[Excerpts of pointing data]
┌──

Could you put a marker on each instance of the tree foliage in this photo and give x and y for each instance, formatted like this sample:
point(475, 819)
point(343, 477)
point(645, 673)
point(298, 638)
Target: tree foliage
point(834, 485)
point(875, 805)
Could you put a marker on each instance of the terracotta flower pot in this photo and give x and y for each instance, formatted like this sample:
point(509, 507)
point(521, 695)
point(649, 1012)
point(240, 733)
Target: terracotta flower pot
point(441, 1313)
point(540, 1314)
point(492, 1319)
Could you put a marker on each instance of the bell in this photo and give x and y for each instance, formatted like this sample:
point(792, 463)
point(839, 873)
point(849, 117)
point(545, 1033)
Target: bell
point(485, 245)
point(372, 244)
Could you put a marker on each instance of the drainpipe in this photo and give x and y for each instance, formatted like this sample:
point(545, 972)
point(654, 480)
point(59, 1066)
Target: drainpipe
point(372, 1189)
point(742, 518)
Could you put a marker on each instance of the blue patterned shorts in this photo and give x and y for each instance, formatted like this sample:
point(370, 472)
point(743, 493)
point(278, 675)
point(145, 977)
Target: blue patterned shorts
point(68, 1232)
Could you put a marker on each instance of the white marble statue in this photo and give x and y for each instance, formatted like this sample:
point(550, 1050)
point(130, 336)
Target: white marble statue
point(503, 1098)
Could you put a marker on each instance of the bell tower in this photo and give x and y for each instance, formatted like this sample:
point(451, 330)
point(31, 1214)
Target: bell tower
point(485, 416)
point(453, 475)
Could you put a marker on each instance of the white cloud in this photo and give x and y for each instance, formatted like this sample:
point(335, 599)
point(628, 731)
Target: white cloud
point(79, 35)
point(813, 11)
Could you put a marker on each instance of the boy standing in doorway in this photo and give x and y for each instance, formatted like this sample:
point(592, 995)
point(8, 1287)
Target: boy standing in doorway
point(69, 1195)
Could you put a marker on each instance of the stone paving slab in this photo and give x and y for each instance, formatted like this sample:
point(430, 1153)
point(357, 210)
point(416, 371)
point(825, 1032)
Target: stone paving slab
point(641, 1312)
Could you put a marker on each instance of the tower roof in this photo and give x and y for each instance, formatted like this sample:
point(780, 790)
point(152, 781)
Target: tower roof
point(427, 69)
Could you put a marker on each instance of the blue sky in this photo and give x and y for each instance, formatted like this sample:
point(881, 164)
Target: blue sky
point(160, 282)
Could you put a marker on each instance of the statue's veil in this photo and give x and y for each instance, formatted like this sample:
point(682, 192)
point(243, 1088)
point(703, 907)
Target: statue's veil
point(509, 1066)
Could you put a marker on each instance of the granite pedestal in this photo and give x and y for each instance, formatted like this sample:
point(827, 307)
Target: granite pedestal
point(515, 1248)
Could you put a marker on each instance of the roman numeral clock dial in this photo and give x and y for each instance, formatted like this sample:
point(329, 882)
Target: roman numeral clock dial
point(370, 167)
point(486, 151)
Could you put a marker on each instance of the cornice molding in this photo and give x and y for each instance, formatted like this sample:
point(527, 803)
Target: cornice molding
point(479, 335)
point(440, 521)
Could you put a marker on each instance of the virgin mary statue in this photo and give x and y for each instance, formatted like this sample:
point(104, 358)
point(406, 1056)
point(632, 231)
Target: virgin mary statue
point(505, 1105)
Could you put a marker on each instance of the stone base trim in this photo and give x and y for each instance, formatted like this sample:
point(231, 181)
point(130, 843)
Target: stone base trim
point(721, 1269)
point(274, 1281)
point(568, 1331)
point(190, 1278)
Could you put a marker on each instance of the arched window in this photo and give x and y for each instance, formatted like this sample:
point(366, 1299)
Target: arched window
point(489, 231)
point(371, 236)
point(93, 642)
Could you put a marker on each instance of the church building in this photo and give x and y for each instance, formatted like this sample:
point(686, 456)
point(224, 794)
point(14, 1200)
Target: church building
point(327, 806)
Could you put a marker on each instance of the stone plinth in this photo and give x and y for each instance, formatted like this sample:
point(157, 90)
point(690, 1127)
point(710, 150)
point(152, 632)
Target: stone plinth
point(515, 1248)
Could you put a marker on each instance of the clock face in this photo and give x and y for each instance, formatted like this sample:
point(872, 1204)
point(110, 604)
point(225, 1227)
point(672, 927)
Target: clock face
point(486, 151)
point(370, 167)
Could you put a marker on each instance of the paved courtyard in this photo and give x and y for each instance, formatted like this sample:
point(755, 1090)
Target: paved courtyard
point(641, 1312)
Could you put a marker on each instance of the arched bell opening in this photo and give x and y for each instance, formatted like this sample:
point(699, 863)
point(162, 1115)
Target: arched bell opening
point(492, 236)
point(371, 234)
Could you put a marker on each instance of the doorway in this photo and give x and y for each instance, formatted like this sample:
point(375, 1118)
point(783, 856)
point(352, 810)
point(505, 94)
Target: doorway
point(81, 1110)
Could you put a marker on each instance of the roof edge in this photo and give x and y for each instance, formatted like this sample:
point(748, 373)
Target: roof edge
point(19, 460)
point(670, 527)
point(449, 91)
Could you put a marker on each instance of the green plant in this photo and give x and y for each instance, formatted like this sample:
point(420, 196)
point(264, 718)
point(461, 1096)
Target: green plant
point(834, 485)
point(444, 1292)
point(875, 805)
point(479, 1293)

└──

Task requirements:
Quote each line of the listing above exactly.

Exercise response:
Could you put a marker on each instance of the tree foliage in this photo and give x and y for each instance, formatted like this sample:
point(475, 819)
point(343, 477)
point(645, 673)
point(298, 638)
Target: tree foliage
point(834, 485)
point(875, 805)
Could you put a marker on each instance of the terracotta flower pot in this photo and give x and y for each instance, formatted like this sample:
point(509, 507)
point(521, 695)
point(649, 1012)
point(240, 733)
Target: terracotta flower pot
point(441, 1313)
point(540, 1314)
point(492, 1319)
Could you put a marker on each instance of the bell in this photo and give x and y for each instance, formatted like this sample:
point(792, 463)
point(839, 873)
point(849, 117)
point(545, 1033)
Target: bell
point(485, 245)
point(372, 244)
Could you put a marker on each instance of the drainpipe in this photo and give x and y for each instance, formatted like this sample:
point(545, 972)
point(654, 480)
point(59, 1066)
Target: drainpipe
point(372, 1189)
point(742, 518)
Could you put a marker on each instance of the blue patterned shorts in this photo and give x and y for each instance, formatted like this sample:
point(370, 472)
point(743, 493)
point(278, 675)
point(145, 977)
Target: blue patterned shorts
point(68, 1232)
Could you put a marker on each instance of the white marble statue in this photo and give x and y for each instance, formatted like this sample:
point(550, 1050)
point(130, 336)
Target: white marble statue
point(503, 1098)
Could you put a marker on each instance of the bell tower in this photo and give x and y for each instance, formatted like this sample:
point(451, 330)
point(31, 1214)
Target: bell tower
point(485, 416)
point(453, 475)
Could you put a marker on each instance of the white cloud in this photo and give x and y for each instance, formatted like this sample:
point(335, 599)
point(628, 731)
Target: white cloud
point(79, 35)
point(813, 11)
Could you put a marker on each instance of the boy standing in doorway in this photo and give x and y for each instance, formatted like this sample:
point(592, 995)
point(8, 1287)
Target: boy standing in doorway
point(69, 1195)
Could you put a marker on each instance of the stone paving slab in this photo and give x and y for each instance, formatted like this sample:
point(430, 1153)
point(357, 210)
point(416, 371)
point(825, 1032)
Target: stone paving slab
point(641, 1312)
Could you put a marker on each instance of the tower roof in this photo and give x and y for each instance, formatted like this sample:
point(780, 790)
point(152, 781)
Target: tower roof
point(427, 69)
Could you put a marker on each instance of the blue sky in this photo and give x and y for each instance, formatted like this sample:
point(881, 164)
Target: blue sky
point(160, 282)
Could you put a marker on each instance of the statue's veil in this photo and give x and y for each instance, formatted like this sample:
point(682, 192)
point(243, 1088)
point(703, 907)
Target: statue's veil
point(509, 1066)
Could you put a marker on each instance of the granite pedestal in this photo and give x and y for each instance, formatted like this sample:
point(827, 307)
Target: granite pedestal
point(515, 1248)
Could you put a marker on each instance of the roman numeral clock dial in this photo and give x and y for each instance, formatted like this sample:
point(329, 882)
Target: roman numeral clock dial
point(370, 167)
point(486, 151)
Could you put a marker on each instance of the cornice molding in this photo and give x and y for each instance, formatted like this sample:
point(527, 803)
Target: cornice molding
point(479, 335)
point(440, 521)
Could you put a marker on each instance of the virgin mary statue in this photo and give x and y for each instance, formatted like this sample:
point(104, 358)
point(406, 1056)
point(632, 231)
Target: virgin mary statue
point(505, 1105)
Could you put a marker on each instance of the stone base trim in this photo and give x and y for each instance, formatted like this sample:
point(231, 181)
point(130, 843)
Target: stone base trim
point(721, 1269)
point(274, 1281)
point(568, 1331)
point(190, 1278)
Could you put a marker on each instance of the arched window in this photo and give x and y for each instance, formatted like this sample:
point(366, 1299)
Target: arched window
point(489, 231)
point(371, 236)
point(93, 642)
Could you put a marker on each instance of the church building in this photo and give x and y for each instance, formatted like this sample:
point(686, 456)
point(224, 794)
point(14, 1200)
Target: church building
point(327, 806)
Could you put a marker on each instance of the stone plinth in this photo and give x and y for each instance, formatted like this sample:
point(157, 90)
point(690, 1127)
point(710, 150)
point(152, 632)
Target: stone plinth
point(515, 1248)
Could you put a marker on each instance of the clock face in this photo and give x and y for each instance, formatted like this sample:
point(872, 1204)
point(110, 604)
point(225, 1227)
point(672, 927)
Target: clock face
point(486, 151)
point(370, 167)
Could you put a marker on each instance of the paved courtyard in this photo and give x and y for each instance, formatted like this sample:
point(755, 1090)
Target: paved courtyard
point(641, 1312)
Could you put a marker on each instance of the arched bell opening in this photo and give x and y for each instance, formatted like this sample:
point(699, 863)
point(162, 1115)
Target: arched bell opening
point(492, 236)
point(371, 234)
Could you put a marker on each instance of the doorway in this photo and give x and y for each instance, formatted like this sample:
point(375, 1118)
point(783, 856)
point(352, 810)
point(505, 94)
Target: doorway
point(81, 1110)
Could you put a marker on each instance of the roof edge in this photo and give x and y for each instance, formatted like this sample:
point(748, 373)
Target: roof edge
point(19, 460)
point(670, 527)
point(449, 91)
Could you put a marker on each instance of the green plant in this photo and give x and y for each instance, formatted like this sample:
point(420, 196)
point(264, 718)
point(461, 1096)
Target: green plant
point(834, 485)
point(444, 1292)
point(875, 805)
point(479, 1293)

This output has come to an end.